→ **HOW TO COMPLETE THIS TASK**: Please copy the records exactly as they appear, with all pictures left out.

→ **INFORMATION**:
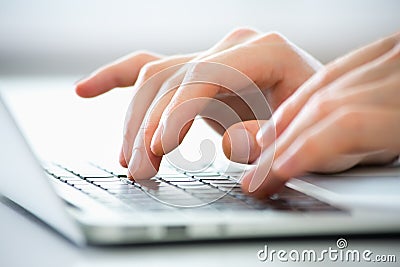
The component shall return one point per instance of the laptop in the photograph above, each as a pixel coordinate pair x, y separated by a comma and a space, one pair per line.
94, 203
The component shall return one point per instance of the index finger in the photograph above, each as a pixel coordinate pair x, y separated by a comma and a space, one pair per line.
121, 73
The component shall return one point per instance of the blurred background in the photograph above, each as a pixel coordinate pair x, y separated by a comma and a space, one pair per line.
45, 37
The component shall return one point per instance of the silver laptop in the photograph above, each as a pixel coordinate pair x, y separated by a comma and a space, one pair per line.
91, 203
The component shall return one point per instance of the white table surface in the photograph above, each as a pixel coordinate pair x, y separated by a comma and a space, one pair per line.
25, 242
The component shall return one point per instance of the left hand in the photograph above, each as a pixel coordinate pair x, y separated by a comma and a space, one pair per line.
346, 114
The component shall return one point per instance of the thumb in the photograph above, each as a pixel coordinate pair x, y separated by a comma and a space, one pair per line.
239, 141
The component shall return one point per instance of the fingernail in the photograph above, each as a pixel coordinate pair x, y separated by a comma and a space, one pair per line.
83, 78
242, 144
262, 170
134, 163
266, 135
156, 145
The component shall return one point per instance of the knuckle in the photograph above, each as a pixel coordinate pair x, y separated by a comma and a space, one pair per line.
150, 69
328, 73
349, 120
240, 33
310, 145
321, 104
271, 37
143, 55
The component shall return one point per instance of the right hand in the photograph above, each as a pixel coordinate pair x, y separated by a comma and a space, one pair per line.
276, 66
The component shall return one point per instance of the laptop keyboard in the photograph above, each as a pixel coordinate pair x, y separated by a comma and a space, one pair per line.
209, 190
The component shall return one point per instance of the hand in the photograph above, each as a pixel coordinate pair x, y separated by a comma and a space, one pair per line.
348, 113
276, 66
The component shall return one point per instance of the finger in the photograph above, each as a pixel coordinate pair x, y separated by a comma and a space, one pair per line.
239, 143
336, 143
351, 131
237, 36
121, 73
150, 79
291, 107
203, 81
375, 83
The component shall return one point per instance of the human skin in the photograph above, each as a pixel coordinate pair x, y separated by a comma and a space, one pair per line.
325, 118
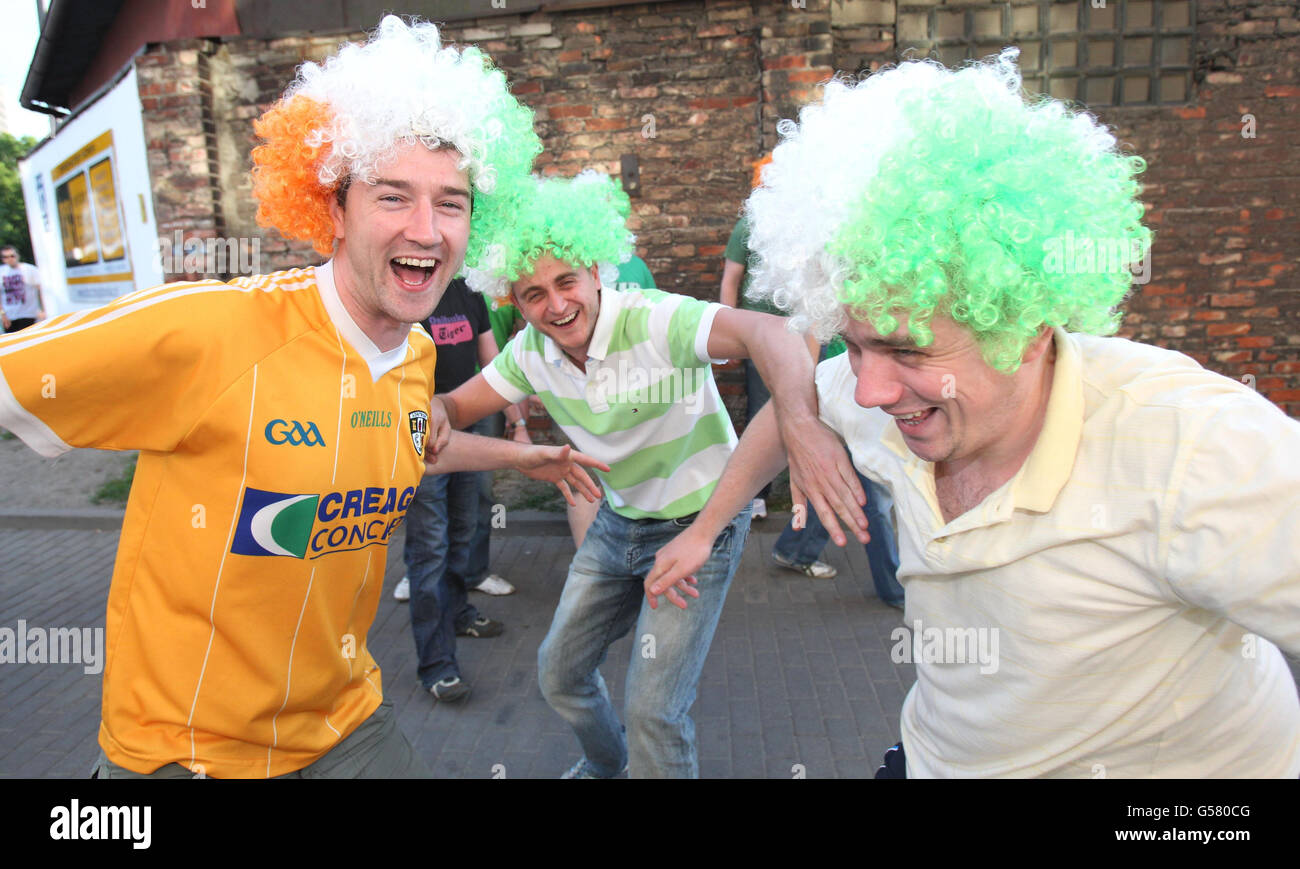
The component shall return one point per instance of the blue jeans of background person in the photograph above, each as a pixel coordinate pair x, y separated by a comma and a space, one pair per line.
480, 549
440, 527
755, 396
802, 548
603, 597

→ **EXPECTED ANSWER**:
The component shall return one point per instance of the laptop in the photograph above, each as a pixel coordinate pair x, y separated by a comma and a space, one pair per line.
94, 203
The component shall return one point per instance of the index finger in the photograph above, each as a pixel coordinate pair x, y separated by a comma and a space, one pair per line.
121, 73
The component shall return one point per instance of the blurred background in the photograph above, each as a pixel coordinate pair x, y separated by a comma and a space, one pair per line.
45, 37
The component shall return one point per instance of the silver laptop in the photograph above, each as a pixel coordinate pair x, y separated by a comma and a space, one pair per line.
91, 203
The component shall return one point per instance of the white table surface in the photograph above, each as a pixel coordinate pair x, y separated by a comma and a space, one pair per line.
25, 242
The component shall return one point per instance of the left hand in the photograph above, each as a pixel coordinate pair x, y separated by a comma and a space, one pair per line.
346, 114
The component shall return one point per instance of the thumb in the photograph above, each as a pixel coordinate pair x, y separated by a comma and a space, one pair per line.
239, 141
The component shall return one point per instance of the fingernail in the photograph above, each as a pixel coordinate pair x, y separated by a comma and a space, one pair per line.
83, 78
242, 144
262, 170
134, 163
266, 135
156, 145
The component shall return one point per instance of the knuckle in the photograph above, each as a pixel coordinate pair x, y separated by a comma and a space, one pair per line.
150, 69
328, 73
349, 120
240, 33
310, 145
321, 104
271, 37
143, 55
The component shall return one point per instance of the right hand in the photograph above, each as a pixel coordinate pair x, y separated by a comma and a space, one pair per line.
276, 66
The component shall return one point per instance of the laptop keyboard in the photograph above, each as a pixel coordinate pair x, y separated by a comma and a space, one pair per line.
209, 190
The component shall return one point per instance of the hand in the photograph above, each as a pixel coordinate pair x, y separated by a comma and a space, one pair per line.
348, 113
276, 66
The component shall return one point per instance of the finger in the photograph above, each as a pixel coordinate pair x, y separated by a comma and a space, one pair per line.
239, 143
336, 143
351, 131
237, 36
121, 73
150, 79
291, 107
203, 81
375, 83
The component shall return one point per instance of the human skin in the photograph above, each as a pixel coordinate pair x, y separated by a comma and a space, one pair per line.
325, 118
The component shall return one point per instance of the blue jeans of background person in the photograph above, each as a pixel coordinate pair x, y separated by a comma and a space, one pair per line.
480, 549
440, 527
755, 396
802, 548
603, 597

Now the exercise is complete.